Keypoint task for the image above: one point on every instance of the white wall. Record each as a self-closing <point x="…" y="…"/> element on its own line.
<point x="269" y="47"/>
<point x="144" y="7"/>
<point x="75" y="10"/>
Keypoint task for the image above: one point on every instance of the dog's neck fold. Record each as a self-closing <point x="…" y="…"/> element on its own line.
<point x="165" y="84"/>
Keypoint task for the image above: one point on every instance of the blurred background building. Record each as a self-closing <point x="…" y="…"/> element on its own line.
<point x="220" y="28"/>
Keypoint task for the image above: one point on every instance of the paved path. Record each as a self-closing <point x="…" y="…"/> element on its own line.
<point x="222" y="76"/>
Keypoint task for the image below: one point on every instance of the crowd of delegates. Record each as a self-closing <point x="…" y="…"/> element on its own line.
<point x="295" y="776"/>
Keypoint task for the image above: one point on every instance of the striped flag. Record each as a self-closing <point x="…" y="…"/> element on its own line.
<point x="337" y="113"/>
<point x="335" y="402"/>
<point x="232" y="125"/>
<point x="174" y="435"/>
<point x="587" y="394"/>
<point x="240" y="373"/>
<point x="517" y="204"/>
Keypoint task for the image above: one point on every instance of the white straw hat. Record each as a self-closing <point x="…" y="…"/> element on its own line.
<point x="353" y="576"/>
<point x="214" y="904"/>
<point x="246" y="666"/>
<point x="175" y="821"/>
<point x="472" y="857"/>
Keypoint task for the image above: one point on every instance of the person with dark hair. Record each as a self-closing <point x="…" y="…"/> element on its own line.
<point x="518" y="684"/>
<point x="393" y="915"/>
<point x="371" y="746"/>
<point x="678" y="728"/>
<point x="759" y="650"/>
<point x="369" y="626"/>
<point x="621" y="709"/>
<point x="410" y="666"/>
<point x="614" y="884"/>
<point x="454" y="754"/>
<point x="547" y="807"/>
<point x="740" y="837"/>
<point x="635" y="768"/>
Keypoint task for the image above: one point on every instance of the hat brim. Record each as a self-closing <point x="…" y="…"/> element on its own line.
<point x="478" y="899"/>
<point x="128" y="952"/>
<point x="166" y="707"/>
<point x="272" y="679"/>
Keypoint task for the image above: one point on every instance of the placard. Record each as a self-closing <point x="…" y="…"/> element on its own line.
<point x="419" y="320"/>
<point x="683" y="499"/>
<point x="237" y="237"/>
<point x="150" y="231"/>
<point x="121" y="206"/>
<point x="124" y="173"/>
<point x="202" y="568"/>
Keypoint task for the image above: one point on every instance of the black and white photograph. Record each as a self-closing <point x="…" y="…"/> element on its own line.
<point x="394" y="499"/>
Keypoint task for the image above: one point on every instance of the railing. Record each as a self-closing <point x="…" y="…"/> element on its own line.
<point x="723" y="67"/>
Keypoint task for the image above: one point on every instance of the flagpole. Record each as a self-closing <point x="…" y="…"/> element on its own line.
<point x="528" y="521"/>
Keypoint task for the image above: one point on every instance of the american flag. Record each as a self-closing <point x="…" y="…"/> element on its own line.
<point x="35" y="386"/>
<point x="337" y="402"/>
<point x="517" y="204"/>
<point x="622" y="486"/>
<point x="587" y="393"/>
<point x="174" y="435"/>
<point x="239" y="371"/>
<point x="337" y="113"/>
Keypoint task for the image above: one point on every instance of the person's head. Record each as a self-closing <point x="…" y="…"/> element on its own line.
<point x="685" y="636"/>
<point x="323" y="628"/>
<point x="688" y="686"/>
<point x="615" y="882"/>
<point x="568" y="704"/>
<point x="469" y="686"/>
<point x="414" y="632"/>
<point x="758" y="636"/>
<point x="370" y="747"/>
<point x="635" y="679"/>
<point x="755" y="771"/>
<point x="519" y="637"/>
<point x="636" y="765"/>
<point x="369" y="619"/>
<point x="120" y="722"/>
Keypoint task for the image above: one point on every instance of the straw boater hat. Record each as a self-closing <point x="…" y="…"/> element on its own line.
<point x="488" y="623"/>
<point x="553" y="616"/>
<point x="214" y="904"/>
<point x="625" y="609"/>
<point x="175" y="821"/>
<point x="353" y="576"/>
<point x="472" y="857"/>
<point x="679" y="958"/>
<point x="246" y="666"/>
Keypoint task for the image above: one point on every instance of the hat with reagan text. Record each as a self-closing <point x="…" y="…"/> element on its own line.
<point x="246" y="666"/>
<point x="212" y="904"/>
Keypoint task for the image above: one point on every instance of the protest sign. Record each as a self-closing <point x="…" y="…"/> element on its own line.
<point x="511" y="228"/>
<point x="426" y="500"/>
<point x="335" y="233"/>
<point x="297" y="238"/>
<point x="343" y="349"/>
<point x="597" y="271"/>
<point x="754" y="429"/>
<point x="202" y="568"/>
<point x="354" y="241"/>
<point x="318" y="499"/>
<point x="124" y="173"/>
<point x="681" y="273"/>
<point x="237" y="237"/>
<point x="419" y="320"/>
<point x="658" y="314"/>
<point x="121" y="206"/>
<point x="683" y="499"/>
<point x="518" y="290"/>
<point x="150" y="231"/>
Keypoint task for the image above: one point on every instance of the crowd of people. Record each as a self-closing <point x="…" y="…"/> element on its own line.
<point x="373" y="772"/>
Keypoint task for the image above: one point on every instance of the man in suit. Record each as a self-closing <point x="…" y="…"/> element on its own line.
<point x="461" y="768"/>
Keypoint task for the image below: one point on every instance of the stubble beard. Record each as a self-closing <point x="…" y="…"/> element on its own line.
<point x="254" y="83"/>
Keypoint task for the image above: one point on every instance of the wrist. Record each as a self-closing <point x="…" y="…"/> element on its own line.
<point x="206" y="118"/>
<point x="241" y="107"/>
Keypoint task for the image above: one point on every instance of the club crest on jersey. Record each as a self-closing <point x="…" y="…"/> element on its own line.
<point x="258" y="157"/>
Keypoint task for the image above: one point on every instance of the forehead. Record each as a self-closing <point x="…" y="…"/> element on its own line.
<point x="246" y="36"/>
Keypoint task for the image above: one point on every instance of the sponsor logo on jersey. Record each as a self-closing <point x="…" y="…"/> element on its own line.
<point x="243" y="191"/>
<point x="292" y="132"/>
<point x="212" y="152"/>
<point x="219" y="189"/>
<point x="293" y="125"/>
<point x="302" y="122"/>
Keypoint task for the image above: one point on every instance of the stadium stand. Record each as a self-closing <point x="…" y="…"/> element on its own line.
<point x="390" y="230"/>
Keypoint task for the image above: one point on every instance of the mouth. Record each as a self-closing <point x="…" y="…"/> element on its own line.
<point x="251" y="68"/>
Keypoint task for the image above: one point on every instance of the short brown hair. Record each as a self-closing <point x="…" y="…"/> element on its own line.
──────────────────────────────
Please transcribe the material above in full, keeping every character intact.

Keypoint task for the image above: one point on every instance of the white wall. Record each as a self-closing <point x="…" y="…"/> element on its own line.
<point x="269" y="47"/>
<point x="144" y="7"/>
<point x="75" y="10"/>
Keypoint task for the image above: one point on every instance of the dog's neck fold. Record each as a self-closing <point x="…" y="…"/> element on its own line.
<point x="165" y="84"/>
Keypoint task for the image above: one point on every instance of the blurred background building. Record each as a self-closing <point x="…" y="…"/> element on its own line.
<point x="220" y="28"/>
Keypoint task for the image above: one point on every instance of the paved path. Record each as a self-closing <point x="…" y="…"/> element on its own line.
<point x="222" y="76"/>
Keypoint task for the image below: one point on every instance of the crowd of delegates. Record each as a self-closing <point x="…" y="…"/> element on its own line.
<point x="295" y="776"/>
Keypoint task for the image above: one point on every instance of the striped flag. Record each as a self-closing <point x="…" y="…"/> element on its own line.
<point x="337" y="113"/>
<point x="335" y="402"/>
<point x="232" y="125"/>
<point x="174" y="435"/>
<point x="587" y="394"/>
<point x="240" y="373"/>
<point x="517" y="204"/>
Keypoint task for the image above: one point on every instance of the white straw hat. Record each as a self-closing <point x="…" y="…"/> element on its own line.
<point x="353" y="576"/>
<point x="214" y="904"/>
<point x="246" y="666"/>
<point x="175" y="821"/>
<point x="472" y="857"/>
Keypoint task for the image above: one point on every instance of the person with dark hair. Record each as a self-closing <point x="…" y="…"/> element on its own line.
<point x="518" y="684"/>
<point x="393" y="915"/>
<point x="371" y="746"/>
<point x="678" y="728"/>
<point x="759" y="650"/>
<point x="369" y="626"/>
<point x="621" y="709"/>
<point x="410" y="666"/>
<point x="614" y="884"/>
<point x="454" y="754"/>
<point x="547" y="807"/>
<point x="740" y="837"/>
<point x="635" y="768"/>
Keypoint task for the image above: one point on every instance of the hat brim. Record each as a self-closing <point x="…" y="…"/> element on its own line.
<point x="478" y="899"/>
<point x="128" y="952"/>
<point x="166" y="707"/>
<point x="272" y="679"/>
Keypoint task for the image above: one point on every instance of the placard. Record each as a self-closing <point x="…" y="…"/> element on its own line.
<point x="419" y="320"/>
<point x="683" y="499"/>
<point x="237" y="237"/>
<point x="150" y="231"/>
<point x="121" y="206"/>
<point x="124" y="173"/>
<point x="202" y="568"/>
Keypoint task for the image above: one point on every instance of the black and white photograph. Record each as a self-closing <point x="…" y="…"/> element on its own line.
<point x="394" y="499"/>
Keypoint task for the image above: one point on every instance of the railing. Record each as a self-closing <point x="…" y="…"/> element on its own line.
<point x="723" y="67"/>
Keypoint task for the image above: one point on every instance of the flagpole. Record each as a self-closing <point x="…" y="…"/> element on its own line.
<point x="528" y="521"/>
Keypoint task for the image above: one point on every instance of the american flag. Record each as a self-closing <point x="…" y="…"/> element on its own line.
<point x="35" y="386"/>
<point x="337" y="402"/>
<point x="517" y="204"/>
<point x="622" y="486"/>
<point x="587" y="393"/>
<point x="174" y="435"/>
<point x="239" y="371"/>
<point x="337" y="113"/>
Keypoint task for the image above: one point on every instance of the person's head. Record each as a self-closing <point x="…" y="…"/> element on its own line.
<point x="685" y="636"/>
<point x="323" y="628"/>
<point x="688" y="686"/>
<point x="615" y="882"/>
<point x="568" y="704"/>
<point x="469" y="686"/>
<point x="414" y="632"/>
<point x="758" y="636"/>
<point x="370" y="747"/>
<point x="635" y="679"/>
<point x="755" y="771"/>
<point x="519" y="637"/>
<point x="636" y="765"/>
<point x="369" y="619"/>
<point x="120" y="722"/>
Keypoint task for the image above: one point on every instance of the straw boater hat. Record each as a self-closing <point x="…" y="…"/> element on its own line.
<point x="488" y="623"/>
<point x="553" y="616"/>
<point x="214" y="904"/>
<point x="625" y="609"/>
<point x="175" y="821"/>
<point x="353" y="576"/>
<point x="472" y="857"/>
<point x="679" y="958"/>
<point x="246" y="666"/>
Keypoint task for the image above: one point on every instance of the hat with reagan text. Record each as a self-closing <point x="…" y="…"/> element on its own line.
<point x="246" y="666"/>
<point x="212" y="904"/>
Keypoint task for the image above: one point on every instance of the protest sign. Record each as a self-closing <point x="…" y="…"/> element on its own line.
<point x="511" y="228"/>
<point x="426" y="500"/>
<point x="335" y="233"/>
<point x="297" y="238"/>
<point x="343" y="349"/>
<point x="597" y="271"/>
<point x="754" y="429"/>
<point x="202" y="568"/>
<point x="354" y="241"/>
<point x="318" y="499"/>
<point x="124" y="173"/>
<point x="681" y="273"/>
<point x="237" y="237"/>
<point x="419" y="320"/>
<point x="658" y="314"/>
<point x="121" y="206"/>
<point x="683" y="499"/>
<point x="518" y="290"/>
<point x="150" y="231"/>
Keypoint task for the image above: one point on every instance of the crowd of people. Record each as a self-closing <point x="…" y="…"/> element on its own line.
<point x="373" y="772"/>
Keypoint task for the image above: one point on every instance of the man in suit. Record each as a self-closing <point x="…" y="…"/> element on its own line.
<point x="461" y="768"/>
Keypoint task for the image below: one point on every instance of the stubble beard. Record each as a self-closing <point x="…" y="…"/> element on its own line.
<point x="254" y="83"/>
Keypoint task for the image above: one point on every instance of the wrist. Record each as a self-closing <point x="…" y="…"/> element on its own line.
<point x="206" y="118"/>
<point x="241" y="107"/>
Keypoint task for the image above: one point on every instance of the club crest on jersey. Record each as a self-closing <point x="…" y="…"/> element on its own line.
<point x="258" y="157"/>
Keypoint task for the image above: one point on every instance of the forehead. Record each as a self-closing <point x="…" y="…"/> element on its own line.
<point x="246" y="36"/>
Keypoint task for the image above: one point on every instance of the sponsor logo on jersey. Record each as a self-closing <point x="…" y="…"/> element on its own line.
<point x="243" y="191"/>
<point x="292" y="132"/>
<point x="212" y="152"/>
<point x="219" y="189"/>
<point x="293" y="125"/>
<point x="302" y="122"/>
Keypoint task for the image above: one point on every instance of the stadium stand. Record each as a self-closing <point x="…" y="…"/> element on its own line.
<point x="390" y="230"/>
Keypoint task for the image above: one point on every instance of the mouth. Record each as a self-closing <point x="…" y="…"/> element on its own line.
<point x="251" y="68"/>
Keypoint task for the image above: one point on every instance of the short brown hair. Record each as a self-closing <point x="…" y="…"/> element on its own line.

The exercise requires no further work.